Community Looks Back on Omicron Peak

Lower+school+students+eat+lunch+socially-distanced+on+the+first+day+back+from+Winter+Break.+

Friends Seminary Communications

Lower school students eat lunch socially-distanced on the first day back from Winter Break.

Elinor Hershkowitz, Staff Writer

After winter break, Upper School students and faculty returned to school in-person despite the rising reports of Delta and Omicron cases inside and outside of the Friends Seminary community. Despite the current decline in cases, as the first semester drew to a close, students and faculty reflected on how the COVID-19 resurgence impacted their daily lives and the threats that the virus posed to in-person learning and school events. 

 

Many people experienced heightened anxiety amidst the COVID-19 resurgence, especially due to the contagious Omicron variant. “I’m worried that I’m going to get it; my family, my friends, the people I love are going to get it,” Maya Martinez ’24 said. She added, “By coming to school, I could endanger my family members when I want to see them, or endanger my friends.” Kristen Marchilena, a Middle and Upper School music teacher, explained that her family had “gone back to full quarantine-mode.” 

 

Martinez also noted that her family had “been limiting social interactions outside the school.” Martinez avoided the subway to limit contact. “My mom has had to drive me everywhere, or I’ve had to walk,” she said. 

 

The school made changes to the COVID-19 policies in response to the rising number of cases. “[We] backtracked a little bit on spectators at athletic events, audiences at concerts and productions,” Will Hopkins, the Academic Dean, said when asked about these changes. He added that the school had spaced out the seating for Meeting for Worship and updated the “system of contact tracing and reporting so that it’s more capable of keeping up with the increasing cases.” 

 

“As people were coming back from the holidays, we tried to make lunch times, when people have to remove their masks, a little bit safer by having them outside for lower school and middle school and either outside or well spaced for upper school students,” Hopkins said. He explained that these heightened lunch restrictions were set in place because many people had returned to school after traveling or visiting friends and family. “We wanted to be extra vigilant knowing that there’s some extra heightened risk associated with those activities,” Hopkins said.

•••••

- Work to complete -
A. Reproduce the passage of the Omicron article between "Community Looks Back" and "and school events.", inclusive.
B. Write what follows in the Omicron article, starting after its final sentence.
The material after this point is unrelated to the Omicron article.

- Extracted information -
•••••

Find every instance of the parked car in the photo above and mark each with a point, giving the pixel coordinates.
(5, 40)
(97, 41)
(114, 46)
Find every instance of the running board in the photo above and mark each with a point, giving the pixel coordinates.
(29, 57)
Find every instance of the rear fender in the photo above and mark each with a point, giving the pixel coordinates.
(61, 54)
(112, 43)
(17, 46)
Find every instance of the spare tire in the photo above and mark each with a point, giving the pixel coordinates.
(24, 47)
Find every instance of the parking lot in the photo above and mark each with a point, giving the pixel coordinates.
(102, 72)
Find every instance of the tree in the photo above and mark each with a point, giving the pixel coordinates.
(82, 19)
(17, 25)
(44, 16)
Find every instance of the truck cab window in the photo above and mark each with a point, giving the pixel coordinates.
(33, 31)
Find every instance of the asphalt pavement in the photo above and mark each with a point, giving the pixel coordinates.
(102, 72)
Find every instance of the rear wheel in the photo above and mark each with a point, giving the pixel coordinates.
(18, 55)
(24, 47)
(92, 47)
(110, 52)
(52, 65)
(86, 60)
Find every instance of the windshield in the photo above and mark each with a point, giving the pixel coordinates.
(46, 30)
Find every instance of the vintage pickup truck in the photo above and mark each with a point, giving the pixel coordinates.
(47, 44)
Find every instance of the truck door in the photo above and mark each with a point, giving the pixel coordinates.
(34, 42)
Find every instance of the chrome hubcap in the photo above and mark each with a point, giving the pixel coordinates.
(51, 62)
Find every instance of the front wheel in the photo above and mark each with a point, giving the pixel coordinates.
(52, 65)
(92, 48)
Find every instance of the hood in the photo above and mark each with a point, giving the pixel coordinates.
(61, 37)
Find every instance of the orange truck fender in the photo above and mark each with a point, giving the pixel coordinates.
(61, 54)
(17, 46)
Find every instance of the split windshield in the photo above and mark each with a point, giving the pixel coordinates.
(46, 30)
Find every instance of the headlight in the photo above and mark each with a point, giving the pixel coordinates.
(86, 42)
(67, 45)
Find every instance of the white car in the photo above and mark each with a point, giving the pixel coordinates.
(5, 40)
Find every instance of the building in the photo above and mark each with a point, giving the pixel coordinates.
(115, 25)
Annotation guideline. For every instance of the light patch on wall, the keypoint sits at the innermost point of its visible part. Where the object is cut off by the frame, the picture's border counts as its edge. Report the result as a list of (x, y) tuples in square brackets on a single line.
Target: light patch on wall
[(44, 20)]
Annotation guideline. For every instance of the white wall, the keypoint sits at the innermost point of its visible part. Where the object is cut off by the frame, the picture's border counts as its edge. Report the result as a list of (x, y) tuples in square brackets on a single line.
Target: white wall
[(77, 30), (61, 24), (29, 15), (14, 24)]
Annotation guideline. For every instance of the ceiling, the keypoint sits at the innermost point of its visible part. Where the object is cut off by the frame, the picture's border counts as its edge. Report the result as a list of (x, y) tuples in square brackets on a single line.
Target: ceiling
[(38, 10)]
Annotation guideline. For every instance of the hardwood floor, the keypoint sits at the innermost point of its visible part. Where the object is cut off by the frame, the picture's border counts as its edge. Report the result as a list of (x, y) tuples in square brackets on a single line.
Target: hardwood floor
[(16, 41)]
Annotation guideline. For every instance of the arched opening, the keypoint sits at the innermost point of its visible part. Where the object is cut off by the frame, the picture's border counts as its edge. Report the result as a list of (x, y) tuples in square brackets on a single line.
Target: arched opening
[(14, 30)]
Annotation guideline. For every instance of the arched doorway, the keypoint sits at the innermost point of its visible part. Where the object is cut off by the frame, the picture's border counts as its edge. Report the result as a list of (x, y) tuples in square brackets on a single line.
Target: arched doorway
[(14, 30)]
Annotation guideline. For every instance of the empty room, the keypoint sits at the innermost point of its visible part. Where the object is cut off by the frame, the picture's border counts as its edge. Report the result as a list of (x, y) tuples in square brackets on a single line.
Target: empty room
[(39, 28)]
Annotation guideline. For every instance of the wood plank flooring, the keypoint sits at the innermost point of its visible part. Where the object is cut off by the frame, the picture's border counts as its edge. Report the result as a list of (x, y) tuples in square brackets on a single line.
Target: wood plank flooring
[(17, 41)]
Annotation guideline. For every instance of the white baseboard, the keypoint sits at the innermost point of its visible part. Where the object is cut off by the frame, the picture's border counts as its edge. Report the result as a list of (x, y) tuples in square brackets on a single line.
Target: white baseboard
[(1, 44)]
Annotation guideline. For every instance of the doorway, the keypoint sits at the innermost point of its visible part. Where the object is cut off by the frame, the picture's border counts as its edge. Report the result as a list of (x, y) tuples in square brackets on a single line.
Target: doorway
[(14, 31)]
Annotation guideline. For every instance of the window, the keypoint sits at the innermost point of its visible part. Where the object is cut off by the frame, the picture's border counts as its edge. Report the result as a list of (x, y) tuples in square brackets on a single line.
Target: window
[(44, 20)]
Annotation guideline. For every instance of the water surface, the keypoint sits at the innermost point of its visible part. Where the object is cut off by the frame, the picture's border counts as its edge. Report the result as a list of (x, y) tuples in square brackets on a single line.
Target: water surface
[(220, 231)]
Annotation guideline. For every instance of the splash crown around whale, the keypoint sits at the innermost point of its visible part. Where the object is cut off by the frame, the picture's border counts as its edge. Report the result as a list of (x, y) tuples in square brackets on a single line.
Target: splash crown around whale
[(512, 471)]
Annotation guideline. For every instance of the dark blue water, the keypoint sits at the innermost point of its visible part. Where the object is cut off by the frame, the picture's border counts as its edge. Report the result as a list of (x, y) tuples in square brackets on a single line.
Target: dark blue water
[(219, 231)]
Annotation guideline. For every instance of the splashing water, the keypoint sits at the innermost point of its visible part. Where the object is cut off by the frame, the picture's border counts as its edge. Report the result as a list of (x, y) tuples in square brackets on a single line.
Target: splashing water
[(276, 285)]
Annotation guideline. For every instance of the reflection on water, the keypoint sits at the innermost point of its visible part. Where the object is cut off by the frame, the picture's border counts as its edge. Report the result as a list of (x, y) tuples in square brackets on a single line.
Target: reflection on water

•••••

- Outputs by task -
A.
Community Looks Back on Omicron Peak

Lower+school+students+eat+lunch+socially-distanced+on+the+first+day+back+from+Winter+Break.+

Friends Seminary Communications

Lower school students eat lunch socially-distanced on the first day back from Winter Break.

Elinor Hershkowitz, Staff Writer

After winter break, Upper School students and faculty returned to school in-person despite the rising reports of Delta and Omicron cases inside and outside of the Friends Seminary community. Despite the current decline in cases, as the first semester drew to a close, students and faculty reflected on how the COVID-19 resurgence impacted their daily lives and the threats that the virus posed to in-person learning and school events.

B.
 

Due to the sustained relevance and extremity of the virus, students and faculty worried that the resurgence was a sign that the situation may worsen. “It’s nerve wracking that I’m going into college and I don’t know how the college is going to handle this compared to Friends,” said Jordan Greenberg ‘22. If cases continued to rise, Hopkins explained that he “could see us going even further and limiting the play of athletics. I could imagine if things got severe, the Meetings for Announcements and Meetings for Worship would be even more impacted.” He added, “If we were shut down for a period of more than a day or two, we would transition to a remote program.”

 

The increasing number of absences not only limited student and faculty interaction, but it also impacted how classes functioned. For example, Marchilena explained that the limited number of students in her class was “tricky because it’s hard to know how to plan or what to plan for and feeling like I [had] to re-teach.” Similarly, Hopkins said that COVID-19 related absences caused students to “miss out on collective discussions and ideas.” 

 

Despite the disappointments and anxieties catalyzed by the COVID-19 resurgence, Martinez is grateful that school has remained in-person. “I think classroom learning is more enriching. There’s a part of school you can’t get online,” she said. “Coming back in-person has helped me so much because it has allowed me to keep up with my academics and also maintain my social life.”